The request. Copy all of the records below verbatim.

Entries.
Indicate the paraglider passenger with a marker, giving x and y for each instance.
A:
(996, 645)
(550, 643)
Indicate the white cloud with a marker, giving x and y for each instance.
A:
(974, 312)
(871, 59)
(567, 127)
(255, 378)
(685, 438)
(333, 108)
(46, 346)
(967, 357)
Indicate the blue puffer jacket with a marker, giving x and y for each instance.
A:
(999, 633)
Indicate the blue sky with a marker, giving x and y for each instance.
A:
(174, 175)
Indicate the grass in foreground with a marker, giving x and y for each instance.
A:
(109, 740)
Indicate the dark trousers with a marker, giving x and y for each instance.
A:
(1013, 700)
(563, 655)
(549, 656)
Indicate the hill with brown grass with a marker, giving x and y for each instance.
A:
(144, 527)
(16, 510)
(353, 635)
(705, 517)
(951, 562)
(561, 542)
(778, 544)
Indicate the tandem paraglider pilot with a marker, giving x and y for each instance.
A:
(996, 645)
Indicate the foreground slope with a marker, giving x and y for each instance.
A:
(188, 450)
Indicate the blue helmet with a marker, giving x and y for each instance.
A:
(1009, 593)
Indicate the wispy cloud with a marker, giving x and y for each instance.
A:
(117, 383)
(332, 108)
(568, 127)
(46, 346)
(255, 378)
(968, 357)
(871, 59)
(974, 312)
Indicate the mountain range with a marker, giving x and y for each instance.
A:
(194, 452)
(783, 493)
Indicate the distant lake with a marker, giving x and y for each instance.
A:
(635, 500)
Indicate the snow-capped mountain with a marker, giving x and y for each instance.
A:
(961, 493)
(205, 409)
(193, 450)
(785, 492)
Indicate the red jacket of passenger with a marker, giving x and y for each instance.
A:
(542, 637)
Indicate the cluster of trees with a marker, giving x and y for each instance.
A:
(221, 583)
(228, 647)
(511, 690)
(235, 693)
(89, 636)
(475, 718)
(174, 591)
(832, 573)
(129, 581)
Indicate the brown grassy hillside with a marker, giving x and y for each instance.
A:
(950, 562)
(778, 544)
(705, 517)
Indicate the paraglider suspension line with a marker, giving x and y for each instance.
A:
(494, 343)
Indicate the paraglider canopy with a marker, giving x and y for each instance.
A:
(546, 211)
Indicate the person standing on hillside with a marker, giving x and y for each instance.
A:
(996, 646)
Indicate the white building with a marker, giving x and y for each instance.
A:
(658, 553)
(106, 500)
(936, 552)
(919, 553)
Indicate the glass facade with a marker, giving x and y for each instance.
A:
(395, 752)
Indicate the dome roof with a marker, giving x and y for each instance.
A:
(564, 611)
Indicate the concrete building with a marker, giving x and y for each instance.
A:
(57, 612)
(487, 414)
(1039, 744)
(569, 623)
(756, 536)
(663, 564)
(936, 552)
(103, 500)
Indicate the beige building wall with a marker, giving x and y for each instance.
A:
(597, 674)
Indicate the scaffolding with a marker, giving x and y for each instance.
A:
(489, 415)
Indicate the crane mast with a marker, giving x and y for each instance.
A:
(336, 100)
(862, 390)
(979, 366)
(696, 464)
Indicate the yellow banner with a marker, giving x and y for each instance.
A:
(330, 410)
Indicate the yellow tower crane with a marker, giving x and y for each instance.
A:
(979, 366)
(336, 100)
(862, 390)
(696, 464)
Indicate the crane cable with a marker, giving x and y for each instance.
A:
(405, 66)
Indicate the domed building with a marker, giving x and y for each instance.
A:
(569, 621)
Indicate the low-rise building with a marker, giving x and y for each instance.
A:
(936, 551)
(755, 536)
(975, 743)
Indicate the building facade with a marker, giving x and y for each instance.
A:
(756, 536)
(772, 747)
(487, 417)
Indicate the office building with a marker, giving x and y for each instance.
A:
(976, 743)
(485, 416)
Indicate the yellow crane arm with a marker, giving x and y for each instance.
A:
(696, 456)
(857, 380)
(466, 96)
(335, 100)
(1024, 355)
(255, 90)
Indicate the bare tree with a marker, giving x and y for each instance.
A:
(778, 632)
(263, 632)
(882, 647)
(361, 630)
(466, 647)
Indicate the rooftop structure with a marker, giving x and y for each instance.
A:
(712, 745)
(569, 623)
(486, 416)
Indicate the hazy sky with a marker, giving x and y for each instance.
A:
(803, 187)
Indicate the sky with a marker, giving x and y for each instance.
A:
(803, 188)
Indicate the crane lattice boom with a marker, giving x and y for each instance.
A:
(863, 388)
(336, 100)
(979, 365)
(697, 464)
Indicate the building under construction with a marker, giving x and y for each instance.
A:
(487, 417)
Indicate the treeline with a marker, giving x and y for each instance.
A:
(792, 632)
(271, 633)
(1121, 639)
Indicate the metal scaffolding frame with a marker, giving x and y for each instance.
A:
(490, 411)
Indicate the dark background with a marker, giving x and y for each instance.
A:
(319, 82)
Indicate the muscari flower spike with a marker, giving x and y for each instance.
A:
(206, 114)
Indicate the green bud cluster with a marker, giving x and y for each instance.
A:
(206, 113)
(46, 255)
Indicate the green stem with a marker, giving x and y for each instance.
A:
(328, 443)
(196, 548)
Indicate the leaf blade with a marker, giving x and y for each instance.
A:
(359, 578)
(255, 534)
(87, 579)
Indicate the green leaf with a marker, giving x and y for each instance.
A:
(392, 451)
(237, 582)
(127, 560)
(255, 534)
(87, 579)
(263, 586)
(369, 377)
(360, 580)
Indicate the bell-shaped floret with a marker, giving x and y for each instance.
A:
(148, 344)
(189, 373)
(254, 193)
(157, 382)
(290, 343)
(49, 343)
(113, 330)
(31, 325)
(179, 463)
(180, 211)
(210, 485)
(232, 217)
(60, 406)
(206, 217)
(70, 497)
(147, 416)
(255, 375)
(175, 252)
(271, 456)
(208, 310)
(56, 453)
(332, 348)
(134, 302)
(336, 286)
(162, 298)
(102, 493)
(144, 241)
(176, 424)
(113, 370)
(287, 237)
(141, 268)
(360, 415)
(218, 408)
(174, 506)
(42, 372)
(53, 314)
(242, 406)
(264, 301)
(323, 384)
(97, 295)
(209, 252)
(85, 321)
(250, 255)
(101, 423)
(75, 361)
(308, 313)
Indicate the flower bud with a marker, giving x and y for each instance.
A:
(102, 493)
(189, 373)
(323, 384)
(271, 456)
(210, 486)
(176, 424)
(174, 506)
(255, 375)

Output below.
Indicate the paraglider passenger with a marker, giving x and y for each instance.
A:
(996, 645)
(550, 643)
Indicate the white cloud with a marker, giving x and y for each instance.
A:
(974, 312)
(871, 59)
(567, 127)
(255, 378)
(685, 438)
(333, 108)
(46, 346)
(967, 357)
Indicate the blue puffer jacket with a marker, giving x and y for each instance.
A:
(999, 633)
Indicate the blue sky with a marker, giving x and y for each instance.
A:
(174, 175)
Indicate the grass in foreground with a marker, giving x and y for each instance.
A:
(109, 740)
Indicate the dark trousers with a marker, giving x and y for each instance.
A:
(1013, 700)
(563, 655)
(549, 656)
Indicate the hill with brown grass with a marker, giving x and y for each instance.
A:
(144, 527)
(16, 510)
(353, 635)
(705, 517)
(951, 562)
(561, 542)
(778, 544)
Indicate the tandem paraglider pilot with a marker, giving x and y for each instance.
A:
(996, 645)
Indicate the foreground slope with a marker, giving x and y for each instance.
A:
(188, 450)
Indicate the blue helmet with a marker, giving x and y for each instance.
A:
(1009, 593)
Indicate the wispy cloud with a marker, giving x and y for each instance.
A:
(117, 383)
(332, 108)
(568, 127)
(46, 346)
(255, 378)
(968, 357)
(871, 59)
(974, 312)
Indicate the mountain range with a marker, giving x and y for each instance.
A:
(194, 452)
(783, 493)
Indicate the distant lake with a marker, giving x and y for each instance.
A:
(635, 500)
Indicate the snow-capped mountain with a marker, giving x and y for each instance.
A:
(961, 493)
(205, 409)
(193, 450)
(785, 492)
Indicate the red jacket of passenger with a marker, giving x and y for each instance.
A:
(542, 637)
Indicate the cluster of trees with a marker, giving x and y for each instance.
A:
(221, 583)
(228, 647)
(511, 690)
(235, 693)
(89, 636)
(475, 718)
(174, 591)
(832, 573)
(129, 581)
Indicate the brown grassy hillside with a marker, giving x and y for each instance.
A:
(950, 562)
(778, 544)
(705, 517)
Indicate the paraglider suspension line with a marker, giving x and y for each instance.
A:
(494, 343)
Indicate the paraglider canopy with a marker, giving x and y for each instance.
A:
(546, 211)
Indicate the person standing on hillside with a marker, giving x and y for each instance.
A:
(996, 646)
Indicate the white building with a marker, giving x and y for each instance.
A:
(658, 553)
(106, 500)
(936, 552)
(919, 553)
Indicate the glass facade with a marker, giving x and y for each instance.
A:
(395, 752)
Indicate the dome roof with a marker, giving x and y for each instance.
A:
(564, 611)
Indicate the concrete building with a marker, giving x and y for each instance.
A:
(57, 612)
(487, 414)
(1039, 744)
(569, 623)
(756, 536)
(663, 564)
(936, 552)
(103, 500)
Indicate the beige building wall with a marker, giving x and y for each instance.
A:
(597, 674)
Indicate the scaffolding with a marker, giving x and y for each instance.
A:
(489, 415)
Indicate the crane mast with a marker, giving x and y for each instance.
A:
(336, 100)
(862, 390)
(979, 366)
(696, 464)
Indicate the yellow banner with a marker, giving x and y for each instance.
A:
(330, 410)
Indicate the yellow tower crane with a marker, giving x and y for each instance.
A:
(979, 366)
(336, 100)
(862, 390)
(696, 464)
Indicate the crane cable with a marker, giving x and y for each instance.
A:
(405, 66)
Indicate the domed building with a marker, giving x and y for each instance.
A:
(569, 621)
Indicate the low-rise building with a marker, giving x and y for each instance.
A:
(936, 551)
(755, 536)
(975, 743)
Indicate the building facade with a marker, giving x and y for each instance.
A:
(756, 536)
(772, 747)
(487, 417)
Indicate the office building with a marker, giving x and y for each instance.
A:
(976, 743)
(485, 416)
Indicate the yellow crane arm with a marker, giving x and y for each instance.
A:
(696, 456)
(857, 380)
(466, 96)
(335, 100)
(1024, 355)
(255, 90)
Indicate the bare tree with a marker, giving x and y for each instance.
A:
(778, 632)
(263, 632)
(882, 647)
(361, 630)
(466, 647)
Indicate the rooftop structure with a marker, giving x and y for each instance.
A:
(712, 745)
(569, 623)
(486, 416)
Indicate the hazy sky with a marker, giving x and y for each instance.
A:
(803, 187)
Indicate the sky with a marker, giving x and y for each instance.
A:
(803, 188)
Indicate the crane lattice boom with a marker, giving x and y for each instance.
A:
(863, 388)
(336, 100)
(979, 365)
(697, 464)
Indicate the building under construction with a marker, giving x and y for each instance.
A:
(487, 417)
Indicate the treeline with a marker, giving x and y for each instance.
A:
(792, 632)
(271, 633)
(1121, 639)
Indicate the metal scaffolding frame with a marker, giving x and y for each instance.
A:
(490, 411)
Indicate the dark background with a marker, giving x and y for each instance.
A:
(319, 82)
Indicate the muscari flower spike with a marker, giving x and y for each instance.
A:
(206, 114)
Indicate the green bud cluster with a marker, giving x and y for each instance.
A:
(206, 113)
(46, 255)
Indicate the green stem with a marker, giving x and y for each instance.
A:
(328, 443)
(196, 548)
Indicate the leaf blade with a marker, giving x and y for each instance.
A:
(359, 578)
(255, 534)
(87, 579)
Indicate the green leaf with a marker, giving x and y for each instance.
A:
(392, 451)
(237, 582)
(127, 560)
(255, 534)
(87, 579)
(263, 586)
(369, 377)
(360, 580)
Indicate the bell-shaped floret with a marker, giving x and y for each instance.
A:
(148, 344)
(189, 373)
(254, 193)
(157, 382)
(290, 343)
(49, 343)
(113, 330)
(31, 325)
(179, 463)
(180, 211)
(210, 485)
(232, 217)
(60, 406)
(206, 217)
(70, 497)
(147, 416)
(255, 375)
(175, 252)
(271, 456)
(208, 310)
(56, 453)
(332, 348)
(134, 302)
(336, 286)
(162, 298)
(102, 493)
(144, 241)
(176, 424)
(113, 370)
(287, 237)
(141, 268)
(360, 415)
(218, 408)
(174, 506)
(42, 372)
(53, 314)
(242, 406)
(264, 301)
(323, 384)
(97, 295)
(209, 252)
(85, 321)
(250, 255)
(101, 423)
(75, 361)
(308, 313)
Indicate the flower bud with a marker, giving x and y for each instance.
A:
(102, 493)
(189, 373)
(323, 384)
(271, 456)
(210, 486)
(176, 424)
(174, 506)
(255, 375)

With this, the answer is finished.